** Exercise requirements **
• a. From the mortgage-market passage below, reproduce the stretch that begins at the words "- Commercial bank" and stops after the words "low interest rates.".
• b. According to the mortgage-market passage, which property type had the highest mortgage bankers' origination volume?
• c. Extend the mortgage-market passage by writing what comes next, starting after its final sentence.

** Exercise text **
══════

The most noteworthy revelations were:
- Mortgage applications to purchase a home fell for the fifth straight week, down 2% from one week early and down a striking 35% from a year ago.
- The decline in 30-year mortgage rates to just 3.45% is NOT stimulating new home purchases - and further corroborates the “lack of contracts for new homes” in the NAHB HMI report also released on April 15, 2020.
- Commercial bank portfolios were the leading capital source for originated loans in 2019, responsible for $179.8 billion of the total. The government sponsored enterprises had the second highest volume at $139.1 billion, followed by commercial mortgage-backed securities issuers (CMBS), life insurance companies and pension funds, and REITS, mortgage REITS and investment funds. The two leading sources of liquidity for housing (banks and the GSEs) are still lending and extending credit at record low interest rates.
- In terms of property types, multifamily properties had the highest volume of mortgage bankers' origination volume at $287.2 billion.
However, just as with all the refreshed economic and earning data coming out, it’s the context that matters. The activity in mortgage applications, which rose overall by 7.3% from last week is mostly refinancing activity (75%+). In fact, refinance applications are up an eye-popping 192% from a year ago when the Federal Reserve commenced rate cutting after the four hikes in 2018. The CEO of Quicken Loans is reporting that March 2020 was a record month for mortgage revenue in their company’s history. Quicken Loans (the largest mortgage originator in the U.S.) is also guiding that April and May will break the March record. Quicken Loans’ CEO added some important context to the refinancing activity noting that it is not just driven by low rates; rather, the top reason cited by applicants for a refi is to access equity in their home now to weather the COVID-19 outbreak. Many are using their home equity to fund loss of income and/or their small businesses who are not yet able to access PPP loans due to the logistics and processing delays. It is not 2009 when the GSEs were shut down and placed in conservatorships, nor when banks rescinded Home Equity Lines of Credit (HELOCs) and dried up liquidity. The silver lining in this mortgage application data is that existing homeowners are able to access liquidity during these “Shelter In Place” orders to bridge to the other side.

══════

** Stored records **
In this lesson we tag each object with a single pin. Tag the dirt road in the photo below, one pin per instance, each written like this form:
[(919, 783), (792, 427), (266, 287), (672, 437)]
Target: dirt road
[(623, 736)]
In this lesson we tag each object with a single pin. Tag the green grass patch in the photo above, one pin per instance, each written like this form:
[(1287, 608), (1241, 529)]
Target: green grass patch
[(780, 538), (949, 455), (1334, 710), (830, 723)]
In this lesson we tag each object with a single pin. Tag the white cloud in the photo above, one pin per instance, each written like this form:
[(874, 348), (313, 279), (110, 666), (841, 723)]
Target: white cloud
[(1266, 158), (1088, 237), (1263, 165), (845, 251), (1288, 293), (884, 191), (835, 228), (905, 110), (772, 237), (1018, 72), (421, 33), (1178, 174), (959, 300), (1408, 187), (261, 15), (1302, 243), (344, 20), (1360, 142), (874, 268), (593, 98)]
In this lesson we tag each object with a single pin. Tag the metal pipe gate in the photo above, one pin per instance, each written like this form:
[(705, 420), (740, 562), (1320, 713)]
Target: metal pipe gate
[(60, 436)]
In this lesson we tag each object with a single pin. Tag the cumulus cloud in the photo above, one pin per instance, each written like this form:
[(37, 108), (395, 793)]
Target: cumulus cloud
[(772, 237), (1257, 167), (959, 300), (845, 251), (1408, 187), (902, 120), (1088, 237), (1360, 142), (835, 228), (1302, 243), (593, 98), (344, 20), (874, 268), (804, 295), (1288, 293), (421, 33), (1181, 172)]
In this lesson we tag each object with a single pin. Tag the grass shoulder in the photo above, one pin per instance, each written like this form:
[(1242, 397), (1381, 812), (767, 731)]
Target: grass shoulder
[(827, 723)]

══════

** Responses for each task **
• a.
- Commercial bank portfolios were the leading capital source for originated loans in 2019, responsible for $179.8 billion of the total. The government sponsored enterprises had the second highest volume at $139.1 billion, followed by commercial mortgage-backed securities issuers (CMBS), life insurance companies and pension funds, and REITS, mortgage REITS and investment funds. The two leading sources of liquidity for housing (banks and the GSEs) are still lending and extending credit at record low interest rates.

• b. Multifamily properties, at $287.2 billion.

• c.
In short, it truly is not 2009 for housing. Housing was healthy going into 2020 with inventory shortages and strong household growth as millennials became employed and moved out from mom and dad to rent and buy housing. Liquidity is available, unlike 2007-2010 and the intervention is a bottom-up approach making sure workers can attain relief either through expanded and extended unemployment insurance and rent/mortgage forbearance. The GSEs are open for lending. The banks are not rescinding HELOC lines of credit on homeowners. Inventory levels are still at historic imbalances in the shortage category.
The restart of the economy will be gradual and more extended than hoped for extending well into 2H2020. Home buyer and home builder confidence has taken a hit that will not recover until the economy is standing upright again and consumer balance sheets repaired. The robust housing activity of the past 3 years will not return, at earliest, until spring 2021.